══ DOCUMENT

Si l’affaire n’était pas aussi tragique, on pourrait dire que le Musée de Bagdad participe lui aussi au Printemps des musées, sur le thème « Mystères et découvertes ».

Après que l’imperturbable secrétaire à la défense David Rumsfeld eut comparé les pillages du 10 avril à ces incidents qui se produisent inéluctablement lors des matches de football, la Maison Blanche considérait comme « malheureux », huit jours plus tard, le sac du Musée de Bagdad. Après une nouvelle semaine de réflexion, le président Bush allait jusqu’à le qualifier de « terrible »à la NBC. Entre temps, le très respecté président du Comité consultatif présidentiel pour les affaires culturelles, Martin Sullivan, avait démissionné avec un certain nombre de ses collègues, en soulignant que cette tragédie était prévisible, et qu’elle pouvait être empêchée dans le cadre d’une guerre décidée et préparée par les Etats Unis. Les autorités américaines ont alors multiplié les déclarations énergiques et les mises en garde aux « voleurs », enrôlé le FBI et Interpol, tandis que l’UNESCO et la communauté internationale des archéologues se mobilisaient..

« Les voleurs n’échapperont pas à la justice » prévenait, à l’issue de la réunion d’Interpol du 6 mai à Lyon, le ministre américain de la justice, en affirmant que les objets seraient retrouvés, avec la même certitude de succès que celle affichée par d’autres pour les armes de destruction massive. Il est clair que les chances d’aboutir sont d’autant plus grandes que l’on a dans ce cas la preuve que ces objets ont existé. Il y a toutefois dans cette affaire des certitudes, des interrogations et des mystères, alimentés par de nouvelles découvertes chaque jour.
Certitude, la protection des musées de Bagdad figurait en première ligne, immédiatement après la Banque centrale et bien avant le Ministère du pétrole, sur les instructions données par le Bureau de la reconstruction en Irak, à l’issue des réunions tenues avec les archéologues à Washington. L’armée n’en a pas tenu compte et il ne semble pas, d’après ses réactions tardives, que son commandant en chef - président ait su qu’il y avait là trois millénaires de l’histoire de la Mésopotamie et du monde.

════
══ DONNÉES FOURNIES

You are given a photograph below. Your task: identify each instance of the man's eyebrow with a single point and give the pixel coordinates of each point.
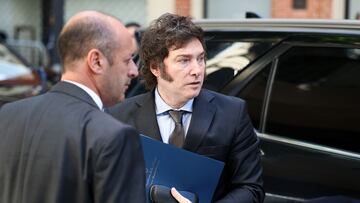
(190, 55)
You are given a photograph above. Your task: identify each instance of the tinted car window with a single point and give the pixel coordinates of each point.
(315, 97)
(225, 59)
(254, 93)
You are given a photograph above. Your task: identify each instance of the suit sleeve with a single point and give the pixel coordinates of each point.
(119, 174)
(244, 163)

════
══ DONNÉES FOURNIES

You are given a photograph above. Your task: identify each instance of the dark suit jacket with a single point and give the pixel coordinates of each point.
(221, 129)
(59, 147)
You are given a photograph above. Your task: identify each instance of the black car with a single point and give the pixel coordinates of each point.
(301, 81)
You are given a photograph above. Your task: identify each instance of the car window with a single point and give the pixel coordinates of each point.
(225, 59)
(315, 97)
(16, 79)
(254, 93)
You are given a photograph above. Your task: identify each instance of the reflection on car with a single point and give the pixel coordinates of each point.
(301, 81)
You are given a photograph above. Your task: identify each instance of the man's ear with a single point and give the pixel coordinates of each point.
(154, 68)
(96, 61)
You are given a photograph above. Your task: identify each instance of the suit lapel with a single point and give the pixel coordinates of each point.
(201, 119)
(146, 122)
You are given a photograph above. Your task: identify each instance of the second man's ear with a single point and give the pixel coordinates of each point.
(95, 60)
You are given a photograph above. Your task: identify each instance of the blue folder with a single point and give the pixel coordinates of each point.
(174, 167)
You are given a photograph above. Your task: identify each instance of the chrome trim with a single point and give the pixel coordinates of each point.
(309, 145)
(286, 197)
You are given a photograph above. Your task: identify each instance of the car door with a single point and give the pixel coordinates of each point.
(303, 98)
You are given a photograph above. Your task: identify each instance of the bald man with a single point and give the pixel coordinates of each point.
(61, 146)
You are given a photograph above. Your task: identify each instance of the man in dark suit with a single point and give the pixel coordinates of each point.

════

■ CONSIGNES ■
Pouvez-vous reprendre le passage du texte sur le pillage du Musée de Bagdad, de "Certitude, la protection" à "et du monde.", en substituant "Banque nationale" à "Banque centrale" ?

■ SOLUTION PROPOSÉE ■
Certitude, la protection des musées de Bagdad figurait en première ligne, immédiatement après la Banque nationale et bien avant le Ministère du pétrole, sur les instructions données par le Bureau de la reconstruction en Irak, à l’issue des réunions tenues avec les archéologues à Washington. L’armée n’en a pas tenu compte et il ne semble pas, d’après ses réactions tardives, que son commandant en chef - président ait su qu’il y avait là trois millénaires de l’histoire de la Mésopotamie et du monde.